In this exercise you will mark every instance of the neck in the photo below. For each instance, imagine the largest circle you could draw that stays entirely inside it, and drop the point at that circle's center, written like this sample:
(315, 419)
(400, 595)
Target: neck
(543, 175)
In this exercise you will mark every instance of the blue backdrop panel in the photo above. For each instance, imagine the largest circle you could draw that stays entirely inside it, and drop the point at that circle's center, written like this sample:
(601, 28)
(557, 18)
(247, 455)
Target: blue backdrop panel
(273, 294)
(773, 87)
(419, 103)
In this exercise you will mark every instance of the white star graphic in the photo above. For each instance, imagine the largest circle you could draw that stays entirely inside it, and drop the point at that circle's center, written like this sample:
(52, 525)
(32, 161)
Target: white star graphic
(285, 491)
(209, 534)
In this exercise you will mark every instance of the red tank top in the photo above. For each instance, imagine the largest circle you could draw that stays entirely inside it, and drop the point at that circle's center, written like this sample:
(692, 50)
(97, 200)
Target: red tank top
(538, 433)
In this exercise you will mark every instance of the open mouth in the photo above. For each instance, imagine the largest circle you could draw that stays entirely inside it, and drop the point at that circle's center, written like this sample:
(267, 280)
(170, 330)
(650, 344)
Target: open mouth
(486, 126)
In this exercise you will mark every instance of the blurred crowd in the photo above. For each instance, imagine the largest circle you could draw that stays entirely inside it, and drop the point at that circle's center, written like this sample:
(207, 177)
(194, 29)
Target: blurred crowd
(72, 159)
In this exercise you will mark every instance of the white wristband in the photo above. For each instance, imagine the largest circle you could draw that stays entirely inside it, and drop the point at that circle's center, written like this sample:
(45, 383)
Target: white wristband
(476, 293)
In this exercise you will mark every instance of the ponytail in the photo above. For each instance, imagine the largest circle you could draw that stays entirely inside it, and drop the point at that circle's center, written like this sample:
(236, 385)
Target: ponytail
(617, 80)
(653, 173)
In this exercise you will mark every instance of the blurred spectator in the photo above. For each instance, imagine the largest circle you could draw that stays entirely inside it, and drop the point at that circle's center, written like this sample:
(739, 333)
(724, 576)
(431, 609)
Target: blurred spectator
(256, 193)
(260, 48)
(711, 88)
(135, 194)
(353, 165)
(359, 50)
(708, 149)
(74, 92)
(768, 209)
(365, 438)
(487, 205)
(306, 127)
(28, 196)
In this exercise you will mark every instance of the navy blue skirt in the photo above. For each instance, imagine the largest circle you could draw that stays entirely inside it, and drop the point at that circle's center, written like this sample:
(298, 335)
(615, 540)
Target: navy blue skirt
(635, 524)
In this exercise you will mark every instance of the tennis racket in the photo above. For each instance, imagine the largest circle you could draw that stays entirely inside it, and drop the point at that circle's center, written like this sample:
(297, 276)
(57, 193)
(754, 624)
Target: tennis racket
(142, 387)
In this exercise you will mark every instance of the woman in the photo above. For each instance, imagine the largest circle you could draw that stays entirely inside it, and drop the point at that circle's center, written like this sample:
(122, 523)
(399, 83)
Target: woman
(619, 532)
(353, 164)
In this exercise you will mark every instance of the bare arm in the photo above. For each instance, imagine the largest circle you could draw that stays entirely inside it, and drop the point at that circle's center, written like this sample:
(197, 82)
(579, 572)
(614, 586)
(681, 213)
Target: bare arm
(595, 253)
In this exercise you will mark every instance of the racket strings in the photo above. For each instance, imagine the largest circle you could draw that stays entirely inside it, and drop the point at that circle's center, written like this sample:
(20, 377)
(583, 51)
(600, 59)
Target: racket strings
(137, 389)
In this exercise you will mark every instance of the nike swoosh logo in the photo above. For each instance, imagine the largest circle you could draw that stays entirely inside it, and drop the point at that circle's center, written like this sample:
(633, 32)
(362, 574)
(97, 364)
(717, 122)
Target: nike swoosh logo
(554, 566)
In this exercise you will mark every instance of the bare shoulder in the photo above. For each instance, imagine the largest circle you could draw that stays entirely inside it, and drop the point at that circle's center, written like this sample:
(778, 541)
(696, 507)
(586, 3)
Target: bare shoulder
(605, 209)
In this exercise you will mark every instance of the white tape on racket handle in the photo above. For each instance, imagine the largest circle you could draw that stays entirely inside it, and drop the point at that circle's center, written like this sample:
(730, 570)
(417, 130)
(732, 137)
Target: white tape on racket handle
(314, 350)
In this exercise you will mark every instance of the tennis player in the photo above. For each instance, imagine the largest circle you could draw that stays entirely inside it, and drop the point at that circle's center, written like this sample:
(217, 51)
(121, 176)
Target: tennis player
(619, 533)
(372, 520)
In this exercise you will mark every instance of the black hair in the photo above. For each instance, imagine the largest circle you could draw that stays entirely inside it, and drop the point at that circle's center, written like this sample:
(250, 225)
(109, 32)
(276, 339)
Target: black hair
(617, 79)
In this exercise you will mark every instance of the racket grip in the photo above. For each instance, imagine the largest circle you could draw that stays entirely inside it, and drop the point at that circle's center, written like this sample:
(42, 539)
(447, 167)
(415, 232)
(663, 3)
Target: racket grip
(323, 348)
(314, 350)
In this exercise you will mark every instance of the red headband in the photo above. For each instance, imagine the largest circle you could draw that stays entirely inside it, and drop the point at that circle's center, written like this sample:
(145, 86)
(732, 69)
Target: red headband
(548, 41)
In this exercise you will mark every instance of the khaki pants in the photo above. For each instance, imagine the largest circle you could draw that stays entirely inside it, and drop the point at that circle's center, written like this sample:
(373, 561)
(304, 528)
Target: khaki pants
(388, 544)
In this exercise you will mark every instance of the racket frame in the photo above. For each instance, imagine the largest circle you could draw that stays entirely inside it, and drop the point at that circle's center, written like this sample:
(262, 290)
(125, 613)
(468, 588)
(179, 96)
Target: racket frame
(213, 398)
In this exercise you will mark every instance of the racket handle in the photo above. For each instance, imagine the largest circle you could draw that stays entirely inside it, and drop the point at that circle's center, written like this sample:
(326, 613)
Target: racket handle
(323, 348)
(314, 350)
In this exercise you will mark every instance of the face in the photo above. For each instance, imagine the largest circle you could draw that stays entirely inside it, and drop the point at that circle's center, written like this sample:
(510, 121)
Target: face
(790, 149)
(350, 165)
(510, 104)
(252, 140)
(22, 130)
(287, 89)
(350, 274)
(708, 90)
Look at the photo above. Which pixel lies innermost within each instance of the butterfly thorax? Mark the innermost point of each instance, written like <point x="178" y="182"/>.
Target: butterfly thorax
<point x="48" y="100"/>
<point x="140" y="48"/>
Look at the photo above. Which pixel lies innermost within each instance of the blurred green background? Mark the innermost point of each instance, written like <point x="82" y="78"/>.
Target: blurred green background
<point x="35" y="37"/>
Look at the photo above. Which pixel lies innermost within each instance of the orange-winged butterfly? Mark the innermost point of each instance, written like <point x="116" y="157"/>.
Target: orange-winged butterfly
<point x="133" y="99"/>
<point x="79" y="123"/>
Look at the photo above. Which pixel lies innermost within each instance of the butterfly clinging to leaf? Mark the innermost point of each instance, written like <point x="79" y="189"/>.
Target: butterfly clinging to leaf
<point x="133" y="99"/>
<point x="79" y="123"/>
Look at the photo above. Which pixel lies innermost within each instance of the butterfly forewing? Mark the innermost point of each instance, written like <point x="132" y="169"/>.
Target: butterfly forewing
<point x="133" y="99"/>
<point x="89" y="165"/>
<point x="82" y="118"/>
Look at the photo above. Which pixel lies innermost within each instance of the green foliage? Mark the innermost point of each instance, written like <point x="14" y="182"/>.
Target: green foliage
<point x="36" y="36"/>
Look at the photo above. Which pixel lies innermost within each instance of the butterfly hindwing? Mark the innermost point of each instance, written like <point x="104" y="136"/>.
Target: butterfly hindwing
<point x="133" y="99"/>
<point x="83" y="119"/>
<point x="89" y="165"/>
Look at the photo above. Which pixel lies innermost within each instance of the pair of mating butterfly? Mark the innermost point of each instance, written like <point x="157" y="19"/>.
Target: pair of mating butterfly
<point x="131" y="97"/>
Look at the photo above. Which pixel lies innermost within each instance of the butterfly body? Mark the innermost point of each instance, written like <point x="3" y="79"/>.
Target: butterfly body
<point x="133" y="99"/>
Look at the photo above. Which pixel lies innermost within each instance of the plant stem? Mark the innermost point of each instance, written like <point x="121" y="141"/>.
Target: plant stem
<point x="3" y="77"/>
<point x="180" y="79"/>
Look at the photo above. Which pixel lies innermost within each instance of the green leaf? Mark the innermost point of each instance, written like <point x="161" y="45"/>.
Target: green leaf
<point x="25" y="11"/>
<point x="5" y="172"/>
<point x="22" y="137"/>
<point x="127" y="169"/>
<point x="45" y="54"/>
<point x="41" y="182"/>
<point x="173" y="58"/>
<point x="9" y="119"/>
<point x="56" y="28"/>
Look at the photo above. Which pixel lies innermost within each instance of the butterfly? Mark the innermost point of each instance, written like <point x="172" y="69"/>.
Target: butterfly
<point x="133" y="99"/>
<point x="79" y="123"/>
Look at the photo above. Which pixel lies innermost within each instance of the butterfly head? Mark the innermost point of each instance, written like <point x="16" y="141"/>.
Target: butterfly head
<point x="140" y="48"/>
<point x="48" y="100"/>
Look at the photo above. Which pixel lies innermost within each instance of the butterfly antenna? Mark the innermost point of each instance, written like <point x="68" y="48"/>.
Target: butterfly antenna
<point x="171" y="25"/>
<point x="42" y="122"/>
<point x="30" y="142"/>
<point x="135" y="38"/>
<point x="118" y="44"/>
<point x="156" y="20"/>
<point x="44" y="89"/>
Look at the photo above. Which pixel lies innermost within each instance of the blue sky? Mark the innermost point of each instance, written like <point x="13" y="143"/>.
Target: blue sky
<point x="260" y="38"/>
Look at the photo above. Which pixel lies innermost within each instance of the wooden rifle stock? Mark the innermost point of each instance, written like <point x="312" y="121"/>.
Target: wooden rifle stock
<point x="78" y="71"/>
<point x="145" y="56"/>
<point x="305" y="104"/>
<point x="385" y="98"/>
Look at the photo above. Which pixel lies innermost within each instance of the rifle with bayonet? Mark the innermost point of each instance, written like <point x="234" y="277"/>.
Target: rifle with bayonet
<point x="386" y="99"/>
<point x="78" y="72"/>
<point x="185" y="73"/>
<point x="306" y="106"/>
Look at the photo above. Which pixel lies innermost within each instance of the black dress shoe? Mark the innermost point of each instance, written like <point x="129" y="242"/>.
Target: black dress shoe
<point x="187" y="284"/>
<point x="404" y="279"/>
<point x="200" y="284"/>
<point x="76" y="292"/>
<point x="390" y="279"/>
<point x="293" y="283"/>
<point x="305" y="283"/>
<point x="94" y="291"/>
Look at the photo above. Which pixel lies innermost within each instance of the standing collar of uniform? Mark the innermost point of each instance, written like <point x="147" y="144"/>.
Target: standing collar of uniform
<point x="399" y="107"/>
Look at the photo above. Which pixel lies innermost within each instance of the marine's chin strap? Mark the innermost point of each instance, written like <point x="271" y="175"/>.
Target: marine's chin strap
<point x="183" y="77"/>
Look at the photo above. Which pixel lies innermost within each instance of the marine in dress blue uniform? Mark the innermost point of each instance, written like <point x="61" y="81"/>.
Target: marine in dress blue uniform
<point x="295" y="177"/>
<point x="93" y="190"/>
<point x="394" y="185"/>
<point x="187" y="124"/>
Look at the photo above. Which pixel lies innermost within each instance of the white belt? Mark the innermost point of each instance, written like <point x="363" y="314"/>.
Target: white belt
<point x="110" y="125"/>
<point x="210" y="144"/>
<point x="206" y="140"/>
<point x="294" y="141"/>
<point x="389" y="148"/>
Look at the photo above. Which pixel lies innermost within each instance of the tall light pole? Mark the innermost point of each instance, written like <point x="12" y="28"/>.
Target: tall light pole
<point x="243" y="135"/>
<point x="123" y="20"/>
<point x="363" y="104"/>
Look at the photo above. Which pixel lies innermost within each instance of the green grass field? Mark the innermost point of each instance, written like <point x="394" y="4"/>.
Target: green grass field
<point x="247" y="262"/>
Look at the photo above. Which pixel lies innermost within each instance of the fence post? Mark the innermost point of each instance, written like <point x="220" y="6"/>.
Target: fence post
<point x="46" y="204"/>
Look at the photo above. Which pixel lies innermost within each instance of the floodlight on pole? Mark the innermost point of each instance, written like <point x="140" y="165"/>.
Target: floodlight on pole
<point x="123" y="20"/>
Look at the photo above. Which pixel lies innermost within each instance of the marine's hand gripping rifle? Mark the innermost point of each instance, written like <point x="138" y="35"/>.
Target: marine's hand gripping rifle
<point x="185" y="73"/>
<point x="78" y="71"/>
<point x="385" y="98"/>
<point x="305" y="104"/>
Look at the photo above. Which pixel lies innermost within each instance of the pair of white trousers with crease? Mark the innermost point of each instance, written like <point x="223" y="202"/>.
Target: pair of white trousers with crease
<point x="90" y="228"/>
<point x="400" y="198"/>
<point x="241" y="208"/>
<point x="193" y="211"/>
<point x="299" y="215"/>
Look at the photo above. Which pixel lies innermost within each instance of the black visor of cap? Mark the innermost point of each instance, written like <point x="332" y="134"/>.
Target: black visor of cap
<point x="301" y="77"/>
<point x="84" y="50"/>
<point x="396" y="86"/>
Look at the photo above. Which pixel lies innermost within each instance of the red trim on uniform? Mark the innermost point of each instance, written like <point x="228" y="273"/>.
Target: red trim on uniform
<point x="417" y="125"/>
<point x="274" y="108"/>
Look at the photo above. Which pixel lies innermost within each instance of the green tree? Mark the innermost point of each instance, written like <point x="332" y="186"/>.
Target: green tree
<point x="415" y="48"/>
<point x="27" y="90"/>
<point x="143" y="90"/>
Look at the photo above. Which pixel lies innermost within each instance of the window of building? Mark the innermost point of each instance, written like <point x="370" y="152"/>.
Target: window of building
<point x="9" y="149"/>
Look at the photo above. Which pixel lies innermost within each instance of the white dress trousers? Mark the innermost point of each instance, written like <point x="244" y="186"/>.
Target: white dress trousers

⁂

Give the lines from the one containing "trousers with crease?" through the end of the entries again, exactly as written and with no other lines.

Look at the photo above. Which pixel lies innermost within each instance of the pair of white trousers with crease? Mark the innermost point of each instance, written like <point x="223" y="202"/>.
Target: pair of white trousers with crease
<point x="90" y="228"/>
<point x="400" y="198"/>
<point x="241" y="208"/>
<point x="193" y="211"/>
<point x="299" y="215"/>
Look at the photo above. Which pixel lies innermost within each instance of the black visor of cap? Mark the innermost point of each instance, written like <point x="332" y="134"/>.
Target: black visor of cap
<point x="301" y="77"/>
<point x="84" y="50"/>
<point x="396" y="86"/>
Look at the photo above. Which pixel lies innermost within each instance of the red trim on uniform? Mark the innermost point of each instance, written like <point x="228" y="273"/>.
Target: red trim on uniform
<point x="417" y="125"/>
<point x="274" y="108"/>
Look at the photo above. Which pixel lies innermost within each instance of the green tree? Mark the innermost point of each instance, written like <point x="332" y="186"/>.
Target: green tree
<point x="415" y="48"/>
<point x="27" y="90"/>
<point x="143" y="90"/>
Look at the photo above. Which pixel lies innermost within each instance of the window of building? Mark the innermost point of each instance, written like <point x="370" y="152"/>.
Target: window of building
<point x="9" y="149"/>
Look at the photo above. Which pixel lies innermost within each instance of the white dress trousers? Mark the innermost point of each instance, written like <point x="244" y="186"/>.
Target: white dress trousers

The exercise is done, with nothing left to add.